Machiavel : le mensonge en politique /le réalisme politique

Chacun comprend combien il est louable pour un prince d’être fidèle à sa parole et d’agir toujours franchement et sans artifice. De notre temps, néanmoins, nous avons vu de grandes choses exécutées par des princes qui faisaient peu de cas de cette fidélité et qui savaient en imposer aux hommes par la ruse. Nous avons vu ces princes l’emporter enfin sur ceux qui prenaient la loyauté pour base de toute leur conduite.

On peut combattre de deux manières : ou avec les lois, ou avec la force. La première est propre à l’homme, la seconde est celle des bêtes ; mais comme souvent celle-là ne suffit point, on est obligé de recourir à l’autre : il faut donc qu’un prince sache agir à propos, et en bête et en homme. C’est ce que les anciens écrivains ont enseigné allégoriquement, en racontant qu’Achille et plusieurs autres héros de l’antiquité avaient été confiés au centaure Chiron, pour qu’il les nourrît et les élevât.

Par là, en effet, et par cet instituteur moitié homme et moitié bête, ils ont voulu signifier qu’un prince doit avoir en quelque sorte ces deux natures, et que l’une a besoin d’être soutenue par l’autre. Le prince devant donc agir en bête, tâchera d’être tout à la fois renard et lion : car, s’il n’est que lion, il n’apercevra point les pièges ; s’il n’est que renard, il ne se défendra point contre les loups ; et il a également besoin d’être renard pour connaître les pièges, et lion pour épouvanter les loups. Ceux qui s’en tiennent tout simplement à être lions sont très malhabiles.

Un prince bien avisé ne doit point accomplir sa promesse lorsque cet accomplissement lui serait nuisible, et que les raisons qui l’ont déterminé à promettre n’existent plus : tel est le précepte à donner. Il ne serait pas bon sans doute, si les hommes étaient tous gens de bien ; mais comme ils sont méchants, et qu’assurément ils ne vous tiendraient point leur parole, pourquoi devriez-vous leur tenir la vôtre ? Et d’ailleurs, un prince peut-il manquer de raisons légitimes pour colorer l’inexécution de ce qu’il a promis ?

À ce propos on peut citer une infinité d’exemples modernes, et alléguer un très grand nombre de traités de paix, d’accords de toute espèce, devenus vains et inutiles par l’infidélité des princes qui les avaient conclus. On peut faire voir que ceux qui ont su le mieux agir en renard sont ceux qui ont le plus prospéré.
########
» **Consigne 1**:
Dans le texte sur Machiavel, à qui les anciens écrivains disent-ils qu'Achille avait été confié pour être nourri et élevé ?
» **Consigne 2**:
Reproduisez sans aucune modification le texte sur Machiavel, de « Un prince bien » jusqu'à « qu’il a promis ? » inclus.
########
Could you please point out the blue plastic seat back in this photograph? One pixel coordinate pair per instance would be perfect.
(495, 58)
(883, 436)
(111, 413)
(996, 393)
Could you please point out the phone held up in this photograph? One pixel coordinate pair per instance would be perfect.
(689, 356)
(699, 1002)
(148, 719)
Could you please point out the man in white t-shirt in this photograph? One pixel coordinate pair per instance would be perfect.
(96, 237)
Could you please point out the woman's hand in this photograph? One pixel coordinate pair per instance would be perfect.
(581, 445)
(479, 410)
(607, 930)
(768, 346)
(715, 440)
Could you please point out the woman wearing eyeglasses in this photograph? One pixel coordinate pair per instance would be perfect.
########
» **Réponse correcte 1**:
Au centaure Chiron.

» **Réponse correcte 2**:
Un prince bien avisé ne doit point accomplir sa promesse lorsque cet accomplissement lui serait nuisible, et que les raisons qui l’ont déterminé à promettre n’existent plus : tel est le précepte à donner. Il ne serait pas bon sans doute, si les hommes étaient tous gens de bien ; mais comme ils sont méchants, et qu’assurément ils ne vous tiendraient point leur parole, pourquoi devriez-vous leur tenir la vôtre ? Et d’ailleurs, un prince peut-il manquer de raisons légitimes pour colorer l’inexécution de ce qu’il a promis ?